What is being asked:
Find every line in the items below that contains the string "before", and copy each such line.
═════ Data provided
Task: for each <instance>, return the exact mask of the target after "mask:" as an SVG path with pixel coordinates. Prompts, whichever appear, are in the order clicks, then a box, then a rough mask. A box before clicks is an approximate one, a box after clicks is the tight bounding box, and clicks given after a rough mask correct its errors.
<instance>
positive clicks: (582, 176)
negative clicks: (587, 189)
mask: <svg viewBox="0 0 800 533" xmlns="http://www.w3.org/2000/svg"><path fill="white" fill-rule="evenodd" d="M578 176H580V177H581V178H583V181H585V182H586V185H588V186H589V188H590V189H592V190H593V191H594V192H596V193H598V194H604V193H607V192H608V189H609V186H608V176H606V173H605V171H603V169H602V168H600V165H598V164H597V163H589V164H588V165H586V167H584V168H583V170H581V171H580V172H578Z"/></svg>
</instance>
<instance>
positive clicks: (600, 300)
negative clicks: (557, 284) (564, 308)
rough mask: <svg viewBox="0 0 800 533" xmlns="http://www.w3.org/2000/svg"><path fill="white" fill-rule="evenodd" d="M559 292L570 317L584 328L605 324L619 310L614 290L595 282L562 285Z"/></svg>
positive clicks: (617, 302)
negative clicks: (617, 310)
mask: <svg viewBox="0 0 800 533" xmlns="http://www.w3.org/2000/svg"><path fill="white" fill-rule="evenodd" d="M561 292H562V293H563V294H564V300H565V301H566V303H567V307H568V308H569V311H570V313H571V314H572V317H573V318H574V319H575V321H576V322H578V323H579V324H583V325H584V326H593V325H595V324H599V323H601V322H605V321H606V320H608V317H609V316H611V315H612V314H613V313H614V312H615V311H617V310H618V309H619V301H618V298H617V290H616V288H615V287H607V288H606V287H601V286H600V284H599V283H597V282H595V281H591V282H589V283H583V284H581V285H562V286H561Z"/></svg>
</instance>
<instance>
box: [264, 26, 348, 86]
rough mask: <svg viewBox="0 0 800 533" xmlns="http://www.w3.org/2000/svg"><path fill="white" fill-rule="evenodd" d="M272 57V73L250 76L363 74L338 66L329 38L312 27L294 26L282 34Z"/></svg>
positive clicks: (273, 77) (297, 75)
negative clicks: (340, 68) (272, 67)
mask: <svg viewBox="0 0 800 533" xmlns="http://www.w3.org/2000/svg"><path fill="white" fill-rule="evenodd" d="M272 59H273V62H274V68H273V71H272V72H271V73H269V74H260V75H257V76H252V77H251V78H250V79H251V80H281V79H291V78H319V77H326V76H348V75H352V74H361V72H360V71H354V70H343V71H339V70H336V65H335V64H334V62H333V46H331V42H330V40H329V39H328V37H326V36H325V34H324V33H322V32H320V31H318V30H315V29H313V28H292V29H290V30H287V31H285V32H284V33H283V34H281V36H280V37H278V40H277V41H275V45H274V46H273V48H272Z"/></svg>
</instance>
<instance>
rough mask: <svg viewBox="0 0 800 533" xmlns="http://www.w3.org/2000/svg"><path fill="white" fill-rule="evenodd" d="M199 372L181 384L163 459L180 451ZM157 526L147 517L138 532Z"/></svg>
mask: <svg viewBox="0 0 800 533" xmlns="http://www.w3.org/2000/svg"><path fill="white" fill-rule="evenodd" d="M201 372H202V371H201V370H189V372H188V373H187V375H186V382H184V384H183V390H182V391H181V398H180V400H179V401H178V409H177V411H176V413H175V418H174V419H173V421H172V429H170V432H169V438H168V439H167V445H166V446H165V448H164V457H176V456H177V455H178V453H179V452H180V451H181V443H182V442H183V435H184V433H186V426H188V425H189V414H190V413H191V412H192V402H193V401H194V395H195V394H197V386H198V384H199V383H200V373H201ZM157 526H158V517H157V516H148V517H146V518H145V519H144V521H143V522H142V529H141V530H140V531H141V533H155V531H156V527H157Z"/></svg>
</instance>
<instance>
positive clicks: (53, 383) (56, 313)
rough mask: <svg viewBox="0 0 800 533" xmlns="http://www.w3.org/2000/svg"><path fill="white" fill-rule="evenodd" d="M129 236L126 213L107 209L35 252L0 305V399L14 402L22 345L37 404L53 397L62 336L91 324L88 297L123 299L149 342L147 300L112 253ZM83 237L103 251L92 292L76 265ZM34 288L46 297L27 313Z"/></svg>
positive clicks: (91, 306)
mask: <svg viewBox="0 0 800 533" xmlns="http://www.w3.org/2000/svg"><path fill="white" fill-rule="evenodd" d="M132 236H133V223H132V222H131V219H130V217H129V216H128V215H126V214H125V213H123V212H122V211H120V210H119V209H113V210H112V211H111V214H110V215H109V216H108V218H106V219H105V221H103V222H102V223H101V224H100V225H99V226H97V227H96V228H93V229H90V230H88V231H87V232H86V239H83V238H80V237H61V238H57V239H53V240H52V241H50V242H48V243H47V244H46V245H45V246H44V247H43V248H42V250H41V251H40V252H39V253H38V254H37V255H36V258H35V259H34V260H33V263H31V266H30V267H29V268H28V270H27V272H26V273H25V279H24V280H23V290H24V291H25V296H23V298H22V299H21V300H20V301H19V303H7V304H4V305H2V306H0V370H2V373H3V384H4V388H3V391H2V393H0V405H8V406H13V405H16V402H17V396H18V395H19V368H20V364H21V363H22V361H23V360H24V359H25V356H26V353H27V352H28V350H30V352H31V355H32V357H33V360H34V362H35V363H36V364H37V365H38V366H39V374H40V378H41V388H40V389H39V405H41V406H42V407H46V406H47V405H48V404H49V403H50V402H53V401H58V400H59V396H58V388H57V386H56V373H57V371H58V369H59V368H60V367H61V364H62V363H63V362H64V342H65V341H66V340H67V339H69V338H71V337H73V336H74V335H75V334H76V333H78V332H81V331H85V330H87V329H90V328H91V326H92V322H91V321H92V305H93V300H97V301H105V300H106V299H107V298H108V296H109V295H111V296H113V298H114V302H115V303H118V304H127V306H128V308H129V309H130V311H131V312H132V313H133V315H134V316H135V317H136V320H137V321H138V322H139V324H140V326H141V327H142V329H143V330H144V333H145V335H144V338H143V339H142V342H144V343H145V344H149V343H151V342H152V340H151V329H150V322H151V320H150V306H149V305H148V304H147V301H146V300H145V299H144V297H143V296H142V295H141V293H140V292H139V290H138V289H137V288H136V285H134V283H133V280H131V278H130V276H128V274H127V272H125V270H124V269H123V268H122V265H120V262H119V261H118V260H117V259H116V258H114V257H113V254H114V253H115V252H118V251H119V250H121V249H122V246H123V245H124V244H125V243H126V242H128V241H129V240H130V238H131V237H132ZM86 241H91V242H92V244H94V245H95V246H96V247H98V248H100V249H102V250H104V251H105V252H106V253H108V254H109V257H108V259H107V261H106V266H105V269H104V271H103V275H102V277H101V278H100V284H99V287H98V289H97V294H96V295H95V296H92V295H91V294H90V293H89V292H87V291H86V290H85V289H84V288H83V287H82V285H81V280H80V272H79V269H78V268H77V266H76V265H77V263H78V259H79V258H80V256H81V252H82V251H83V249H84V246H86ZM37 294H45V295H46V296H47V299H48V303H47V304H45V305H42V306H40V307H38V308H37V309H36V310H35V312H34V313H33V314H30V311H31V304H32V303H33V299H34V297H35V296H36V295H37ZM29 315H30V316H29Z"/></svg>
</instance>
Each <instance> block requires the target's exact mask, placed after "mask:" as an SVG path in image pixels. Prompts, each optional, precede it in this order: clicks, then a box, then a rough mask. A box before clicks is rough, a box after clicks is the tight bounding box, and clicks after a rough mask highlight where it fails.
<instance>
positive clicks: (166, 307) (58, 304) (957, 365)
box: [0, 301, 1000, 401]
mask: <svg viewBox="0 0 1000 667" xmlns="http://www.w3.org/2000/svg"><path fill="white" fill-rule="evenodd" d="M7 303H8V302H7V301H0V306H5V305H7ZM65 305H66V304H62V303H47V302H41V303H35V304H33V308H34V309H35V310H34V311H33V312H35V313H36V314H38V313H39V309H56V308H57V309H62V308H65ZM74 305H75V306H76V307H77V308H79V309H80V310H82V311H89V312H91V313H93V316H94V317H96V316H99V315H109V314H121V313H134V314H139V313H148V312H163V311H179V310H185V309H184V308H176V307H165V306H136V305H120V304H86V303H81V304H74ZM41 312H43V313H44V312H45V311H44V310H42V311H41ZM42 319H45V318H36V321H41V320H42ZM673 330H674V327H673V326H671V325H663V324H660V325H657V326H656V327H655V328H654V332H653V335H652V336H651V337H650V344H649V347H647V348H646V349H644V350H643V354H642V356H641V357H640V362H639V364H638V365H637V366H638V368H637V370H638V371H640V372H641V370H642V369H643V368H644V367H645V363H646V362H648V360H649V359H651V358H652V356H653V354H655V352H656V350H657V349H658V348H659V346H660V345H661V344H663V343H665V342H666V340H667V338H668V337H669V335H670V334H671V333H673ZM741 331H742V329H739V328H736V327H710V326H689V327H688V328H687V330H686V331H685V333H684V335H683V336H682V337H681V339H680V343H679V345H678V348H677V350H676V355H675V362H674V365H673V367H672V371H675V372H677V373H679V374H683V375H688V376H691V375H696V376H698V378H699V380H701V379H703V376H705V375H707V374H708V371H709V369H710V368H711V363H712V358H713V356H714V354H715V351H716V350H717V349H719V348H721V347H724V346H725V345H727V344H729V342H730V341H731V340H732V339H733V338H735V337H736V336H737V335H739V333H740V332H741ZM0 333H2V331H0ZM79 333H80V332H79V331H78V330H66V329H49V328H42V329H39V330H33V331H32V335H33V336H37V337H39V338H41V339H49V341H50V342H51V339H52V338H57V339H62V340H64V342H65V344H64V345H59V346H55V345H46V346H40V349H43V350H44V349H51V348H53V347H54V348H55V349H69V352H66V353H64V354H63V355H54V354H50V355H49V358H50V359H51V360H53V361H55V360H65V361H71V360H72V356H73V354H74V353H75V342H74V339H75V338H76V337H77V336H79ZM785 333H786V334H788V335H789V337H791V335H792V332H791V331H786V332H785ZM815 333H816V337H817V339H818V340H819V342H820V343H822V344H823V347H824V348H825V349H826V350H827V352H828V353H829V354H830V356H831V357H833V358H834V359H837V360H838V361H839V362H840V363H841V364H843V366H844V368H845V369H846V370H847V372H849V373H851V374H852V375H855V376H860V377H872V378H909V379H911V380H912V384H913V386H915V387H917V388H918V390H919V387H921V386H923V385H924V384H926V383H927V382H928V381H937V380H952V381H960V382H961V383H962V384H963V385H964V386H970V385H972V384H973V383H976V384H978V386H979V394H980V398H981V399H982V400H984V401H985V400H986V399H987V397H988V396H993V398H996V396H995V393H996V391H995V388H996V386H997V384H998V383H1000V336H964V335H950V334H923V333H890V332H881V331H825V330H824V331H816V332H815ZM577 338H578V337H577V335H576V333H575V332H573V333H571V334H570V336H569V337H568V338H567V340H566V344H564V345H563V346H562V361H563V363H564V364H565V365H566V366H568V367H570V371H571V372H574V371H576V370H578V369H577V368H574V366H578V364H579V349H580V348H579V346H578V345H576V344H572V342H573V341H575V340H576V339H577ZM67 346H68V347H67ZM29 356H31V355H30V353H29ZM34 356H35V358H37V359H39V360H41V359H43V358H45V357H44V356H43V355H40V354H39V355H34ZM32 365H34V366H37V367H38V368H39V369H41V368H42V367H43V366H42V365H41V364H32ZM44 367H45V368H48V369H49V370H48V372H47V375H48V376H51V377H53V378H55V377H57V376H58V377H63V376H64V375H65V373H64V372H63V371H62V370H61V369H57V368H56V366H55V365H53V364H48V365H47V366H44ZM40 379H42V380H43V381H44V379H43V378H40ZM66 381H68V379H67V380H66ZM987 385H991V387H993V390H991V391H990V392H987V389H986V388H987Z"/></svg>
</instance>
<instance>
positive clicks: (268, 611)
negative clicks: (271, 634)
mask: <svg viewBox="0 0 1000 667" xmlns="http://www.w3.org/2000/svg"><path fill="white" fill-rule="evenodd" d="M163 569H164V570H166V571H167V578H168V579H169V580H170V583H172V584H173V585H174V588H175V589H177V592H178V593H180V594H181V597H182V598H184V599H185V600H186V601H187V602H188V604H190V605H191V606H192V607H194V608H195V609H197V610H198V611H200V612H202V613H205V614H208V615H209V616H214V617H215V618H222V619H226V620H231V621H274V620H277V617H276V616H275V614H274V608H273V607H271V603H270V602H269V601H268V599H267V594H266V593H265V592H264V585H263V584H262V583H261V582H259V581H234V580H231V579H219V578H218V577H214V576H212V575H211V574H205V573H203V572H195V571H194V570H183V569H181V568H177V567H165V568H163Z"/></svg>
══════════
Reply:
Task: for each <instance>, return the exact mask of the target after "mask:" as an SVG path with pixel coordinates. Prompts, whichever appear, are in the order clicks, then a box, then a rough mask. A box before clicks is an approximate one, a box after clicks is the tight bounding box, and clicks given after a rough mask correct its errors.
Each <instance> block requires the target's exact mask, placed after "mask:" as an SVG path in image pixels. Prompts, each optional, precede it in this order: clicks, then a box, then a rough mask. A box before clicks is rough, a box after clicks is the tight bounding box, and clicks after a rough mask highlight where it fails.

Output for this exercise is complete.